* Work item
All lines in the data below carrying the string "Please" are to be located and copied.

* Exercise material
----------

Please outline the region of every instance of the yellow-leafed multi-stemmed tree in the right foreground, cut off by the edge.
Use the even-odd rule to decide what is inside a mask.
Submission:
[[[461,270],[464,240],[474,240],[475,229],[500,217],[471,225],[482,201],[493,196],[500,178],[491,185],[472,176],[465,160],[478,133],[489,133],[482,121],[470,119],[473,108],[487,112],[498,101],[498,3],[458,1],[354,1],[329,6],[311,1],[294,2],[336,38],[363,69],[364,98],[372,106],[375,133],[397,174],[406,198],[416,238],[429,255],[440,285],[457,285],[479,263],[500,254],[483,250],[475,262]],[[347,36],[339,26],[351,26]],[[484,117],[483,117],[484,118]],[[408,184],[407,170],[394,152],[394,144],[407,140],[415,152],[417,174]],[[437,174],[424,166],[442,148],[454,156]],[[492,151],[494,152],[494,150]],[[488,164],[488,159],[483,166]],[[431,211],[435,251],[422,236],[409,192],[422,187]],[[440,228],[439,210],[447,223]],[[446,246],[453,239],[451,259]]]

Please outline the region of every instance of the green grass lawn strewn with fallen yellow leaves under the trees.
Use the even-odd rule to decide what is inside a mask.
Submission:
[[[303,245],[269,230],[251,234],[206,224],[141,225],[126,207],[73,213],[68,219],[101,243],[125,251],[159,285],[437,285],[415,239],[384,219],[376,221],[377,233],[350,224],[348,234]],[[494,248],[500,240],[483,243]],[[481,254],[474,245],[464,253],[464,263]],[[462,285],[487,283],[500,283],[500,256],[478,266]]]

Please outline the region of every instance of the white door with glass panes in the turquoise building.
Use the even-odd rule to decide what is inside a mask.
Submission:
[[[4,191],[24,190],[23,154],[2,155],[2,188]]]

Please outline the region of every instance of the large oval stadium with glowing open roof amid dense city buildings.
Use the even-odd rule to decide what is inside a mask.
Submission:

----------

* Answer box
Please outline the region of every instance of the yellow-leafed multi-stemmed tree in the right foreground, cut off by the edge.
Please outline the region of every instance of the green grass lawn strewn with fallen yellow leaves under the trees.
Please outline the region of every instance of the white door with glass panes in the turquoise building.
Please outline the region of every instance of the large oval stadium with glowing open roof amid dense city buildings.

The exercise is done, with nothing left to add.